(Coordinate annotation entries)
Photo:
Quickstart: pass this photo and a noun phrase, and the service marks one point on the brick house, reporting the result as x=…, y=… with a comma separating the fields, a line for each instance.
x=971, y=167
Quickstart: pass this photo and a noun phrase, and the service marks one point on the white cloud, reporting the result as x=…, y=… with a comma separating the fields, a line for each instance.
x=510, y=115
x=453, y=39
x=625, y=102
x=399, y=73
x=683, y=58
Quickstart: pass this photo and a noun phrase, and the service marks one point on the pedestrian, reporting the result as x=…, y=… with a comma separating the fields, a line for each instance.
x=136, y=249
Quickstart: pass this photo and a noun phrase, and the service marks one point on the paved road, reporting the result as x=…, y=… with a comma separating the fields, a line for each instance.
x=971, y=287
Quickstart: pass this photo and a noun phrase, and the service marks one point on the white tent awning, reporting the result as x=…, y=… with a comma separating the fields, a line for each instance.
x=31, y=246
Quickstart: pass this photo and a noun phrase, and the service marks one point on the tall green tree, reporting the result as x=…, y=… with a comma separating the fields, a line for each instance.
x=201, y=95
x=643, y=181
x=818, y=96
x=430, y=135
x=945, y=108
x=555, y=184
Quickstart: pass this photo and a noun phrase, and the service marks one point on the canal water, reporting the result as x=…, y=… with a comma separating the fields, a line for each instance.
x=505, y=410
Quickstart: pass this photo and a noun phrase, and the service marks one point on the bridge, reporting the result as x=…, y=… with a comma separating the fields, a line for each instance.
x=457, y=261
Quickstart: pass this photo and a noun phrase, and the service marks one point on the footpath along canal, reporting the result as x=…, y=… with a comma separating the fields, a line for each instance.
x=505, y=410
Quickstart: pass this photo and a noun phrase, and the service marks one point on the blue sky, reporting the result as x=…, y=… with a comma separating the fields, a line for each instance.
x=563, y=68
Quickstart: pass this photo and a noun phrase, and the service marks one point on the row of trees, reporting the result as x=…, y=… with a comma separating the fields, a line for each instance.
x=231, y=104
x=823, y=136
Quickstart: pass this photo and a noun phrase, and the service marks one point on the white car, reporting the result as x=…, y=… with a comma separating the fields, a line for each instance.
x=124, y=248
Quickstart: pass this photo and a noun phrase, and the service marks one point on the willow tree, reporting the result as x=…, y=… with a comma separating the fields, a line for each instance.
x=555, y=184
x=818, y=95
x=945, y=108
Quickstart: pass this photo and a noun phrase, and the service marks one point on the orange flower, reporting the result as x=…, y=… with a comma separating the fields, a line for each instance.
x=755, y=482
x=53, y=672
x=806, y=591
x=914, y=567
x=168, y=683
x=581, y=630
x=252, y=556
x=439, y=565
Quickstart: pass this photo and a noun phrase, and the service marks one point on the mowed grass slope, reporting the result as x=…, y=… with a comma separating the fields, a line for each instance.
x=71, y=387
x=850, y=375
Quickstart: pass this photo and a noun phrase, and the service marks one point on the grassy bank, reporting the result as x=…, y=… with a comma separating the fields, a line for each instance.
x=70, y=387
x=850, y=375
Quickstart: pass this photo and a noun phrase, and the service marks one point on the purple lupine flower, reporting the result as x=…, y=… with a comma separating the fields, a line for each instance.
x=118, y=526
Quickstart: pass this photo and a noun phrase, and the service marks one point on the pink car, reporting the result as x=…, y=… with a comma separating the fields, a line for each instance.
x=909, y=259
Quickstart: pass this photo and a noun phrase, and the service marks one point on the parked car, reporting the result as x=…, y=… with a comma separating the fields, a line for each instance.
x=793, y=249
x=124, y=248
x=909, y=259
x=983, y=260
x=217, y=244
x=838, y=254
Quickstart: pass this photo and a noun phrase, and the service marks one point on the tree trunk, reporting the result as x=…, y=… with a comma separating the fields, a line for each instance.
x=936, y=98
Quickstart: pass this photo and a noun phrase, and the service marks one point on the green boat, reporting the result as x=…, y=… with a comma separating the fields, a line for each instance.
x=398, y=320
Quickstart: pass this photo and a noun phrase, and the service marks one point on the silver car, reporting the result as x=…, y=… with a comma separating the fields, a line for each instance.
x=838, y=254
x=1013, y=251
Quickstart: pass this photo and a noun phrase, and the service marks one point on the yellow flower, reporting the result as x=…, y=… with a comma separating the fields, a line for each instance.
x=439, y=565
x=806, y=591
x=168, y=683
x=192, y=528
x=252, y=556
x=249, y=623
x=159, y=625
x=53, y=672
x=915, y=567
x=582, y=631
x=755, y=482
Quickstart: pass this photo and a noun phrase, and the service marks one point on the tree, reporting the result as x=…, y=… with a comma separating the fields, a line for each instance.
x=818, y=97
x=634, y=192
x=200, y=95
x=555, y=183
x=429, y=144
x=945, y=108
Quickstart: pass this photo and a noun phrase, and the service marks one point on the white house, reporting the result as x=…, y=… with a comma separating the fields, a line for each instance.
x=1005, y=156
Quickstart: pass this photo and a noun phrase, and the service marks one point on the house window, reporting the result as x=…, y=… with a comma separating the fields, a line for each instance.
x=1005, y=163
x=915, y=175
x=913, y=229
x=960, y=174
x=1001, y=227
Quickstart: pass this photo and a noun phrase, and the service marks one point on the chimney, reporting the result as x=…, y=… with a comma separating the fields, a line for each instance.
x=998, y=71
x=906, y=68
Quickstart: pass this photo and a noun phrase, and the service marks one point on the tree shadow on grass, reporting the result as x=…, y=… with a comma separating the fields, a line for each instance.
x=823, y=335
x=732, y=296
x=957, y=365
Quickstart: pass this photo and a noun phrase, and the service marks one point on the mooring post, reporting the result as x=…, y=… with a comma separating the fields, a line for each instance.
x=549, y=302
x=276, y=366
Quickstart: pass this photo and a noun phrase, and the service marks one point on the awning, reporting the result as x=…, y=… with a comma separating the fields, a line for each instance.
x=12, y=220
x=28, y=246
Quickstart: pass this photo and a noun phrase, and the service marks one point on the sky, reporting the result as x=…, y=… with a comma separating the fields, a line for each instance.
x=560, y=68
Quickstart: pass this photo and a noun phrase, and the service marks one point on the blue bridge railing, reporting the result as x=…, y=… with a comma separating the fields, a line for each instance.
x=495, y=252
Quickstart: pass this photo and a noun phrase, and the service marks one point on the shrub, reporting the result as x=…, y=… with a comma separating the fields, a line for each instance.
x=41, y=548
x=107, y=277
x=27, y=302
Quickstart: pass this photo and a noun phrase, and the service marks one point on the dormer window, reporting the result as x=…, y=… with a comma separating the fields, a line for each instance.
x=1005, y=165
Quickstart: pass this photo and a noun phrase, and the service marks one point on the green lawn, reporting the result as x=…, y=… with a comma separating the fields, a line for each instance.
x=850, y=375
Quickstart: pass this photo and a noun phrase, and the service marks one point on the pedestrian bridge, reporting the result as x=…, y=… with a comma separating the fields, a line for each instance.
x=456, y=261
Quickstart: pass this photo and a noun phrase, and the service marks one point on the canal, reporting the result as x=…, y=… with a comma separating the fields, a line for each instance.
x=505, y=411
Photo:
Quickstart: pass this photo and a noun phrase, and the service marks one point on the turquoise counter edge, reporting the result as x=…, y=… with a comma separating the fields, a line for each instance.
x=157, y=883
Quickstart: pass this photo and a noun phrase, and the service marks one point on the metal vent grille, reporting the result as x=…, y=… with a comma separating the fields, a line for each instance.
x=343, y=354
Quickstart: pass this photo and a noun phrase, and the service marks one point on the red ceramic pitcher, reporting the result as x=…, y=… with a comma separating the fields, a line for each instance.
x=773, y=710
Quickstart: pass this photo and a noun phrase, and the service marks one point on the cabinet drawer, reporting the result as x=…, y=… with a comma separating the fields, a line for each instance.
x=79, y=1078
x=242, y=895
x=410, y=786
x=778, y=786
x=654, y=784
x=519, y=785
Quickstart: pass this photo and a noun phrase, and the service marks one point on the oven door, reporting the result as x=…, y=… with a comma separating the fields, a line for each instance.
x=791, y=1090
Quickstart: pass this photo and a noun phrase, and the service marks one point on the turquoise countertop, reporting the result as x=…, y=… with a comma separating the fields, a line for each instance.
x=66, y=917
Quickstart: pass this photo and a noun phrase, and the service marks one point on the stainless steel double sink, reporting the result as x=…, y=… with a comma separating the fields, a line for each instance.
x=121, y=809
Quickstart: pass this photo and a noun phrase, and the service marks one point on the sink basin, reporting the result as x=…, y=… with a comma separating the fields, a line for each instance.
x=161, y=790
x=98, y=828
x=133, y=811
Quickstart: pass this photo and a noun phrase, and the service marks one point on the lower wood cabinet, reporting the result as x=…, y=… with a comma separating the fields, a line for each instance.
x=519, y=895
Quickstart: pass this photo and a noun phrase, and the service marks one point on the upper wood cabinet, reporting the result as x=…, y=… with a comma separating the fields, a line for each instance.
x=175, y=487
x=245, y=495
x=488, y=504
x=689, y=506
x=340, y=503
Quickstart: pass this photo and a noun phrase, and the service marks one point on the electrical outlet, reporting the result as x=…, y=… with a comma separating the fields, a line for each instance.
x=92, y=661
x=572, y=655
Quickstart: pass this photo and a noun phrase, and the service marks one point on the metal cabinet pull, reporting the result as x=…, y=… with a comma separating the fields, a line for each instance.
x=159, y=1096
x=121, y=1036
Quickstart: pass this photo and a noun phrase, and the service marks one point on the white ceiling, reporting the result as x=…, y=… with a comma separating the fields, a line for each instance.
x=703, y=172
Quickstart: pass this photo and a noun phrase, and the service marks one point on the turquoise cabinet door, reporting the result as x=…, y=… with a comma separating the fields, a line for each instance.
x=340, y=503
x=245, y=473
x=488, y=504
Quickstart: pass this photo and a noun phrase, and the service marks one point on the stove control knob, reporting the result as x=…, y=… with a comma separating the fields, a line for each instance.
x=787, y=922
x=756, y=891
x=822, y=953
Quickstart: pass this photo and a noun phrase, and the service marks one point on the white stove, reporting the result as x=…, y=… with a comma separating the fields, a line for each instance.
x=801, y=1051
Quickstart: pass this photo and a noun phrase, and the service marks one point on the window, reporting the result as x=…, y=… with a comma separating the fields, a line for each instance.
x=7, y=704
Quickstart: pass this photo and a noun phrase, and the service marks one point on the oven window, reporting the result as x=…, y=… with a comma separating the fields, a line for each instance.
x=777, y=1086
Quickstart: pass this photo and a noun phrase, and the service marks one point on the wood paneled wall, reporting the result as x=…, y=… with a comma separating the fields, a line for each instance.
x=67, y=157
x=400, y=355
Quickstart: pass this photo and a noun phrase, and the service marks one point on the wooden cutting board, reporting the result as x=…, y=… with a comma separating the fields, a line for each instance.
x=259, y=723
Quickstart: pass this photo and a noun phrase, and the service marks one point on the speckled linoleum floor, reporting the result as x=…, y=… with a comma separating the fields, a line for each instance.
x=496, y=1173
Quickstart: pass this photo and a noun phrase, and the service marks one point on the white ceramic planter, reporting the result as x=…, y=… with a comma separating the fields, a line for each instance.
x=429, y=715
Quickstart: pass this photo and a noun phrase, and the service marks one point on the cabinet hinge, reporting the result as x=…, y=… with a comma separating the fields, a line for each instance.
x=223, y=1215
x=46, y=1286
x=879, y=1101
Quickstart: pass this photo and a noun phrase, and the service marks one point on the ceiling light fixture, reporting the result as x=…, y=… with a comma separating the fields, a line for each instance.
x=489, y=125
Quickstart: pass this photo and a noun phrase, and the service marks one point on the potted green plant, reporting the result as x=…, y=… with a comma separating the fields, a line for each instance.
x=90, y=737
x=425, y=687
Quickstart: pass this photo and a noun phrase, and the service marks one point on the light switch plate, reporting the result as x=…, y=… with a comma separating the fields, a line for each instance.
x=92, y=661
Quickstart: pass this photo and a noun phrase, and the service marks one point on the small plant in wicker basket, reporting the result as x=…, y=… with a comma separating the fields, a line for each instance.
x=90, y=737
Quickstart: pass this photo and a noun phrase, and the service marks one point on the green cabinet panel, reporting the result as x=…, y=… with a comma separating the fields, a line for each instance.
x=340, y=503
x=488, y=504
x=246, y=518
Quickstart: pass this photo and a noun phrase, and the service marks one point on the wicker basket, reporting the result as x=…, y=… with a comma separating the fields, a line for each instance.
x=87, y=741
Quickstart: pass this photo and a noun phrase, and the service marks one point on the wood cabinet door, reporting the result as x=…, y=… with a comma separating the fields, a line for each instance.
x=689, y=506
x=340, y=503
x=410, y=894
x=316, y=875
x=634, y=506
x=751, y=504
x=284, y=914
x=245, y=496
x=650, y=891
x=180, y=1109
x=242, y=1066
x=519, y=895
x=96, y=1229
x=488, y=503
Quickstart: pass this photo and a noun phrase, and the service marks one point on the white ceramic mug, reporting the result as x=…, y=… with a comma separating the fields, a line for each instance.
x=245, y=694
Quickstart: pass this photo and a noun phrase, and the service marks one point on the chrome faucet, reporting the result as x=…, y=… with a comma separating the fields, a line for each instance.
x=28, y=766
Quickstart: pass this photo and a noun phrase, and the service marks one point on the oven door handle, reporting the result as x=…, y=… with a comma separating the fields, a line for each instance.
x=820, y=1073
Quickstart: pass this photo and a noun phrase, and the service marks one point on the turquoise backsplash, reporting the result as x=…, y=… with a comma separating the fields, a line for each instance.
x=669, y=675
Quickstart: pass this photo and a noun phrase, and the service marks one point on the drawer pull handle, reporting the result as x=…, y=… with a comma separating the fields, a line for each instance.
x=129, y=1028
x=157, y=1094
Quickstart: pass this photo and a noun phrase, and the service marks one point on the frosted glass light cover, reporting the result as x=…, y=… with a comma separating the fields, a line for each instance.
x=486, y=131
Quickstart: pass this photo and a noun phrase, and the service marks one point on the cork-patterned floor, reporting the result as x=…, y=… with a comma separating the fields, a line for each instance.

__Prompt__. Please reproduce the lines from the entries word for word. Begin at the line that contains "oven window, reporting" and stop after the line that contains "x=777, y=1086".

__Answer for this exercise__.
Quickstart: pass this photo and a noun phrase, and the service marks one point on the oven window, reporting the result as x=…, y=… with a comma separating the fields, a line for each instance.
x=777, y=1086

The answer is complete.